**Exercise objective**
Pictures aside, return all of the records exactly as they stand.

**Data provided**
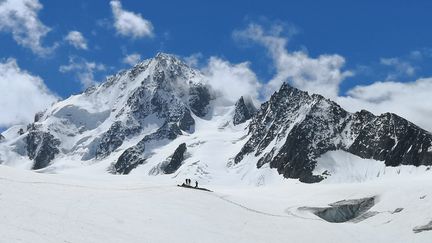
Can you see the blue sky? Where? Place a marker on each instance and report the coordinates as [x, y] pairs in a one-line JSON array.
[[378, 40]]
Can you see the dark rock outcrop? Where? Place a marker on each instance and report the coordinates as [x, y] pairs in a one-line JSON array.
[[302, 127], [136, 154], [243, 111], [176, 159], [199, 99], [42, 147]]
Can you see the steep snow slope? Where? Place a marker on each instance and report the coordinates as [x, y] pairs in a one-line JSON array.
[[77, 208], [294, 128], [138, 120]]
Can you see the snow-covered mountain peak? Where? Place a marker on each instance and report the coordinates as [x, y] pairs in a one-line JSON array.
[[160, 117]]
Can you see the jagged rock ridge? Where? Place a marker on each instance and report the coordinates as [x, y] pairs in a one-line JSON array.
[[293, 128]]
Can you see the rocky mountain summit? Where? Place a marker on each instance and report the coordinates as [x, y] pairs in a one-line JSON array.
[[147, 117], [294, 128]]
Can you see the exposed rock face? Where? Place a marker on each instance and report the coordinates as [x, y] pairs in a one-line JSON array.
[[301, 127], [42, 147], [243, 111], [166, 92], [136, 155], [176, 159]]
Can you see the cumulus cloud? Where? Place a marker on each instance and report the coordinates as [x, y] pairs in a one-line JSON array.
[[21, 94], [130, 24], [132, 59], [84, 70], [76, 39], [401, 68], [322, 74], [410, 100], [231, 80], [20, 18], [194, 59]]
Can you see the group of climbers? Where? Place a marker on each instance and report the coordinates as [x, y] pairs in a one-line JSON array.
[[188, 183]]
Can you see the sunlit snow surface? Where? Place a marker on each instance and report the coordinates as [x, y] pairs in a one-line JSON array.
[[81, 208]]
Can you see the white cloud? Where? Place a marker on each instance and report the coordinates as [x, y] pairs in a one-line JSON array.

**Response to this task**
Can you see the blue sky? Where? Place a marker on each instance and report the coordinates as [x, y] pairs in a one-line JSON array.
[[378, 40]]
Can you see the dark rock outcrop? Where? Place a marker on each instance and report the coordinates as [x, y] pairs in a one-line JSON array.
[[302, 127], [136, 154], [243, 111], [176, 159], [199, 99], [42, 147]]
Can you see the steep snow slope? Where? Place a marker on each instance and report the coordinates as [x, y] pairs in a one-line JSON array.
[[77, 208], [294, 128], [138, 120]]
Can you see the snow-covered mountain peak? Where? Place a marker on each instance and report the coordinates as [x, y] pairs in a one-line JSON array.
[[160, 117]]
Can you see the jagged rock ridge? Where? Place a marker on each instance and report the coordinates as [x, y] pairs in a one-line JSON array.
[[293, 128]]
Can you see the rocky mountain summit? Where? Place a marker on each instance and report the coordinates as [x, y] pairs in a one-line JSON array.
[[147, 117], [294, 128]]
Can you see the exposed rock face? Where? Place a marker on each instance and report the coordinates as [x, y] pairs in a one-line JSON array.
[[301, 127], [42, 147], [243, 111], [166, 92], [136, 155], [176, 159]]
Can you see the cumulus cloud? Where? Place a marker on each instance and report the coordinates as [x, y] pairs in a one-line JSON array.
[[21, 94], [130, 24], [132, 59], [84, 70], [76, 39], [401, 68], [322, 74], [410, 100], [231, 80], [20, 18], [194, 59]]
Can you see the group of climbers? Where? Place a marker on each instance and report the coordinates as [x, y] pairs in a one-line JSON array.
[[188, 183]]
Can you see the sunlit snow surface? Where? Place a marker on each instance and report the coordinates as [x, y] pairs in a one-line JSON array.
[[81, 208]]
Can you see the white cloud? Where? Place a marker on each instance and report the coordinates as [x, y] pairs in a one-line JSON array.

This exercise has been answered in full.